- _TASK DETAILS_: Convert the rows below into a Markdown table with the columns "Index" and "Line". Give each line a number in Index and the line itself in Line, and leave out blank lines.

- _ENTRIES SHOWN_:

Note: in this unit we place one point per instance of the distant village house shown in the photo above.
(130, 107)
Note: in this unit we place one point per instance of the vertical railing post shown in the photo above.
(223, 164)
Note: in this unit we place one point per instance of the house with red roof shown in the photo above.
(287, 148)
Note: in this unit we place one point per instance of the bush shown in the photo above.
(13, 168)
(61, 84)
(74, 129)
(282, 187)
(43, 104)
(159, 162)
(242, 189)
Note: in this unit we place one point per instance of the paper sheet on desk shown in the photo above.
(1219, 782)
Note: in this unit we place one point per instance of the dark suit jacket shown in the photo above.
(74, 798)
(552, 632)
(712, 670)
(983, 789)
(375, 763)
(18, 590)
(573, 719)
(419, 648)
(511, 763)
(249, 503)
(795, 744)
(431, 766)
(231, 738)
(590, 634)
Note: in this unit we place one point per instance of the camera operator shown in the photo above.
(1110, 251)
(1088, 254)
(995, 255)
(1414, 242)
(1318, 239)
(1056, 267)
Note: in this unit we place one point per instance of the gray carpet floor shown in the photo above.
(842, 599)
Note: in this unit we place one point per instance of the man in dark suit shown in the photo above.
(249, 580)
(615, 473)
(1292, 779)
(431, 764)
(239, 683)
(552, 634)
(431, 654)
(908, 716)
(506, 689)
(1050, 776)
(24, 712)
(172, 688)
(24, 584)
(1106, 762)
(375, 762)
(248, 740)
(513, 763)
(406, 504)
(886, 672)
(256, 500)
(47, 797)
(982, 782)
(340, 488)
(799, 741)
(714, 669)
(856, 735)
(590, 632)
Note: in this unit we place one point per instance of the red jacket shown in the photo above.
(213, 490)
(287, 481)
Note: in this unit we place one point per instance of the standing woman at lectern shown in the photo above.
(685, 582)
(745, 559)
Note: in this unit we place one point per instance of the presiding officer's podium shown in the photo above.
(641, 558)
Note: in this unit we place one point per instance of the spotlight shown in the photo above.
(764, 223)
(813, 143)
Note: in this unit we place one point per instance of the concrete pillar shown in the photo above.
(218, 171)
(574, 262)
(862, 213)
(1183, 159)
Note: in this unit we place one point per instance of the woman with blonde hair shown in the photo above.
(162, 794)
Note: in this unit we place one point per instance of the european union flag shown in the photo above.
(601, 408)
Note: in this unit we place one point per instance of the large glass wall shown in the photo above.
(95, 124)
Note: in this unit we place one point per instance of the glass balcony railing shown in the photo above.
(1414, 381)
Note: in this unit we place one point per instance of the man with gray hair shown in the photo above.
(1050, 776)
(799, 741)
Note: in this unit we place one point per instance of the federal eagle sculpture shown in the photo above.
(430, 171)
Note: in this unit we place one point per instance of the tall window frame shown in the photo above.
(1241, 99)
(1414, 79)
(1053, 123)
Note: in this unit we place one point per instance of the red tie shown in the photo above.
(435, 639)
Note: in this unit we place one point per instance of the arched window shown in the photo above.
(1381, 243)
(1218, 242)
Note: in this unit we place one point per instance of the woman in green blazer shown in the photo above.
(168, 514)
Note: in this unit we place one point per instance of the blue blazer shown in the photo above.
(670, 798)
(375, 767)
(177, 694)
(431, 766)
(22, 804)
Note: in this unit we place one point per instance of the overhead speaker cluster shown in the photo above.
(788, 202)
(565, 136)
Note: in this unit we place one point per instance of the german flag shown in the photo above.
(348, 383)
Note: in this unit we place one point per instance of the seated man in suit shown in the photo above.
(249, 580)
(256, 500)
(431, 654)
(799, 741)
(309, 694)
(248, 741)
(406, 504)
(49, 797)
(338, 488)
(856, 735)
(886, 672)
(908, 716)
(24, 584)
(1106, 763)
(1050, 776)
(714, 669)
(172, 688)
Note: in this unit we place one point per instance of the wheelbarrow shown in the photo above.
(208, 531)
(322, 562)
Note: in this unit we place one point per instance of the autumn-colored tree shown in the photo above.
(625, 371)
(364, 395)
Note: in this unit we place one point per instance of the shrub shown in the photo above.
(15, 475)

- _COMPLETED TASK_:
| Index | Line |
|---|---|
| 1 | Note: in this unit we place one point per instance of the distant village house shown in the photo above. |
| 2 | (130, 107) |
| 3 | Note: in this unit we place one point per instance of the vertical railing post shown in the photo above. |
| 4 | (223, 164) |
| 5 | Note: in this unit we place one point per instance of the house with red roof shown in the photo above. |
| 6 | (287, 148) |
| 7 | Note: in this unit we place one point per instance of the bush shown in the photo above. |
| 8 | (13, 168) |
| 9 | (61, 84) |
| 10 | (74, 129) |
| 11 | (282, 187) |
| 12 | (43, 104) |
| 13 | (159, 162) |
| 14 | (242, 189) |
| 15 | Note: in this unit we place one point per instance of the paper sheet on desk shown in the photo above. |
| 16 | (1219, 782) |
| 17 | Note: in this unit we place one point per instance of the dark suit jacket shown in the photo above. |
| 18 | (74, 798) |
| 19 | (552, 632) |
| 20 | (712, 670) |
| 21 | (983, 789) |
| 22 | (375, 763) |
| 23 | (18, 590) |
| 24 | (573, 719) |
| 25 | (419, 648) |
| 26 | (511, 763) |
| 27 | (249, 503) |
| 28 | (795, 744) |
| 29 | (431, 766) |
| 30 | (231, 738) |
| 31 | (590, 634) |
| 32 | Note: in this unit we place one point per instance of the camera operator shown in the photo above. |
| 33 | (1110, 251) |
| 34 | (1088, 254) |
| 35 | (995, 255) |
| 36 | (1414, 242) |
| 37 | (1318, 239) |
| 38 | (1056, 267) |
| 39 | Note: in this unit we place one point per instance of the gray carpet floor shown in the photo above. |
| 40 | (842, 599) |
| 41 | Note: in this unit we place one point per instance of the man in dark suit shown in the photo above. |
| 42 | (249, 580) |
| 43 | (615, 473) |
| 44 | (1292, 779) |
| 45 | (431, 764) |
| 46 | (239, 683) |
| 47 | (552, 634) |
| 48 | (431, 654) |
| 49 | (908, 716) |
| 50 | (506, 689) |
| 51 | (1050, 776) |
| 52 | (24, 712) |
| 53 | (172, 688) |
| 54 | (24, 584) |
| 55 | (1106, 762) |
| 56 | (375, 762) |
| 57 | (248, 740) |
| 58 | (513, 763) |
| 59 | (406, 504) |
| 60 | (886, 672) |
| 61 | (256, 500) |
| 62 | (47, 797) |
| 63 | (982, 782) |
| 64 | (340, 488) |
| 65 | (799, 741) |
| 66 | (714, 669) |
| 67 | (856, 735) |
| 68 | (590, 632) |
| 69 | Note: in this unit we place one point per instance of the red jacket shown in the photo above. |
| 70 | (213, 490) |
| 71 | (287, 481) |
| 72 | Note: in this unit we place one point per instance of the standing woman at lectern shown in the photo above. |
| 73 | (685, 582) |
| 74 | (745, 559) |
| 75 | Note: in this unit we place one point per instance of the presiding officer's podium shown in the photo above. |
| 76 | (641, 558) |
| 77 | Note: in this unit we place one point per instance of the spotlight shown in the photo above. |
| 78 | (764, 223) |
| 79 | (813, 143) |
| 80 | Note: in this unit we place one point per instance of the concrete pillar shown in the photo above. |
| 81 | (218, 171) |
| 82 | (574, 262) |
| 83 | (862, 213) |
| 84 | (1183, 159) |
| 85 | Note: in this unit we place one point per instance of the woman with blonde hair shown in the photo above. |
| 86 | (162, 794) |
| 87 | Note: in this unit we place one point per instance of the european union flag shown in the photo above. |
| 88 | (601, 408) |
| 89 | Note: in this unit we place one point per instance of the large glass wall shown in the photo above. |
| 90 | (95, 124) |
| 91 | Note: in this unit we place one point per instance of the glass balcony railing shown in the photo above. |
| 92 | (1414, 381) |
| 93 | Note: in this unit we place one point per instance of the man with gray hair shown in the photo above. |
| 94 | (1050, 776) |
| 95 | (799, 741) |
| 96 | Note: in this unit we place one point per instance of the federal eagle sculpture shown in the photo above. |
| 97 | (430, 171) |
| 98 | Note: in this unit we place one point per instance of the tall window frame shown in the photo above. |
| 99 | (1241, 99) |
| 100 | (1414, 79) |
| 101 | (1053, 123) |
| 102 | Note: in this unit we place one point per instance of the red tie shown in the photo above. |
| 103 | (435, 639) |
| 104 | Note: in this unit we place one point per instance of the arched window shown in the photo above. |
| 105 | (1381, 243) |
| 106 | (1218, 242) |
| 107 | Note: in this unit we place one point per instance of the woman in green blazer shown in the photo above. |
| 108 | (168, 514) |
| 109 | Note: in this unit we place one point per instance of the blue blazer shown in the photo above. |
| 110 | (670, 798) |
| 111 | (375, 767) |
| 112 | (177, 694) |
| 113 | (431, 766) |
| 114 | (22, 804) |
| 115 | Note: in this unit we place one point per instance of the overhead speaker cluster shown in the photo above. |
| 116 | (788, 202) |
| 117 | (565, 136) |
| 118 | Note: in this unit we place one point per instance of the german flag shown in the photo above. |
| 119 | (348, 383) |
| 120 | Note: in this unit we place one point per instance of the seated man in suit shown in the photo above. |
| 121 | (249, 580) |
| 122 | (256, 500) |
| 123 | (431, 654) |
| 124 | (799, 741) |
| 125 | (309, 694) |
| 126 | (248, 741) |
| 127 | (406, 504) |
| 128 | (49, 797) |
| 129 | (338, 488) |
| 130 | (856, 735) |
| 131 | (886, 672) |
| 132 | (908, 716) |
| 133 | (24, 584) |
| 134 | (1106, 763) |
| 135 | (1050, 776) |
| 136 | (714, 669) |
| 137 | (172, 688) |
| 138 | Note: in this unit we place one point per instance of the wheelbarrow shown in the photo above. |
| 139 | (208, 531) |
| 140 | (322, 562) |
| 141 | Note: in this unit we place one point per instance of the autumn-colored tree shown in the photo above. |
| 142 | (625, 371) |
| 143 | (364, 395) |
| 144 | Note: in this unit we place one point per instance of the shrub shown in the photo above. |
| 145 | (15, 475) |